*** Record set ***

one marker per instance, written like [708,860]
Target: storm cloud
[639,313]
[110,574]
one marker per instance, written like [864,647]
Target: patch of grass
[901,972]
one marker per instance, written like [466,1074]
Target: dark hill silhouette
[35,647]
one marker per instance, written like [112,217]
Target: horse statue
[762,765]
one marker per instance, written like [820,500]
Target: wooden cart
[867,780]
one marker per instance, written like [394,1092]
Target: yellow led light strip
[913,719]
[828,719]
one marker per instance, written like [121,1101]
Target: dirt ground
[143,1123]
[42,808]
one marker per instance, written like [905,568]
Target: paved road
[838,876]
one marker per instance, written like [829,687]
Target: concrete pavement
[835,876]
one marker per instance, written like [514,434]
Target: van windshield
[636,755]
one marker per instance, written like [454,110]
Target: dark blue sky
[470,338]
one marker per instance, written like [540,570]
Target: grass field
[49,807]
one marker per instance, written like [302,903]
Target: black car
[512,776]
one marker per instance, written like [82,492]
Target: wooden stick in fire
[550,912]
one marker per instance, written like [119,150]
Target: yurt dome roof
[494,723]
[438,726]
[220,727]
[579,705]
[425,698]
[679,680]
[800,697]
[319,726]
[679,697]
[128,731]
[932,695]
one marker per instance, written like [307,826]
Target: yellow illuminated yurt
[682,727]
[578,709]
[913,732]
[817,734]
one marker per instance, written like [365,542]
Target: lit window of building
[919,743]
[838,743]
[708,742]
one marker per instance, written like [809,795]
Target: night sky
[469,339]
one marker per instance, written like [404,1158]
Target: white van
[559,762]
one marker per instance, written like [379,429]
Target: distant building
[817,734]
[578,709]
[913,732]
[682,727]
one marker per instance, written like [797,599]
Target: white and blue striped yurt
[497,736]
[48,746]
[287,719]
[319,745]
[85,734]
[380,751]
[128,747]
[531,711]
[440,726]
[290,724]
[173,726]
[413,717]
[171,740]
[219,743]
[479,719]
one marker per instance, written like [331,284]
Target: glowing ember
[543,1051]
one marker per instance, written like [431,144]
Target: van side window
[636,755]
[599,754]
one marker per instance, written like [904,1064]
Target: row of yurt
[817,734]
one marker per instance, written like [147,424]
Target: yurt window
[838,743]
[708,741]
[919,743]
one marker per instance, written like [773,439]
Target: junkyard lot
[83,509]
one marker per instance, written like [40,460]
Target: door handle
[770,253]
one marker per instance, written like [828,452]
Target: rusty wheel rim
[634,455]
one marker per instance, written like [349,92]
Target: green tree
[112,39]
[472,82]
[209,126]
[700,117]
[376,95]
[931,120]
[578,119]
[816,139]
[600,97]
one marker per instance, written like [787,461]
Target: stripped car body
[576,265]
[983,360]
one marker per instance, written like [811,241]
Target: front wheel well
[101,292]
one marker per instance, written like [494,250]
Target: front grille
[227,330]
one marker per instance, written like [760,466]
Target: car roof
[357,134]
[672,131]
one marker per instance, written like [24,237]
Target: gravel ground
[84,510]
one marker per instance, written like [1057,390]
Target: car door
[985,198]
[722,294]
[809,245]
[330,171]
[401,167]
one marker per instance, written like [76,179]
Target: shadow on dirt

***

From the data above, output exactly the lines between the one containing "one marker per instance, written like [540,570]" and the one containing "one marker per instance, written like [147,424]", counting both of them.

Completed exercise |
one marker per instance, written like [540,570]
Target: grass field
[49,807]
one marker per instance, written like [302,903]
Target: black car
[512,776]
one marker per instance, written like [82,492]
Target: wooden stick in fire
[550,912]
one marker per instance, written like [119,150]
Target: yurt dome roof
[494,723]
[438,726]
[220,727]
[579,705]
[425,698]
[679,680]
[800,697]
[319,726]
[679,697]
[128,731]
[932,695]
one marker per instance, written like [307,826]
Target: yellow illuminated yurt
[682,727]
[578,709]
[913,732]
[817,734]
one marker per instance, written like [365,542]
Target: lit window of building
[919,743]
[838,743]
[708,742]
one marker per instance, written like [809,795]
Target: night sky
[469,339]
one marker per instance, written like [404,1158]
Target: white van
[559,762]
one marker per instance, written like [379,429]
Target: distant building
[817,734]
[578,709]
[913,732]
[682,727]
one marker per instance, written like [797,599]
Target: white and blue striped yurt
[497,736]
[48,746]
[287,719]
[319,745]
[85,734]
[380,751]
[128,747]
[531,711]
[440,726]
[290,724]
[173,726]
[413,717]
[171,740]
[219,743]
[479,719]
one marker per instance, written like [331,284]
Target: glowing ember
[543,1051]
one marker per instance, written like [431,144]
Target: van side window
[636,755]
[599,754]
one marker per instance, written like [904,1064]
Target: row of yurt
[817,734]
one marker per instance, written like [147,424]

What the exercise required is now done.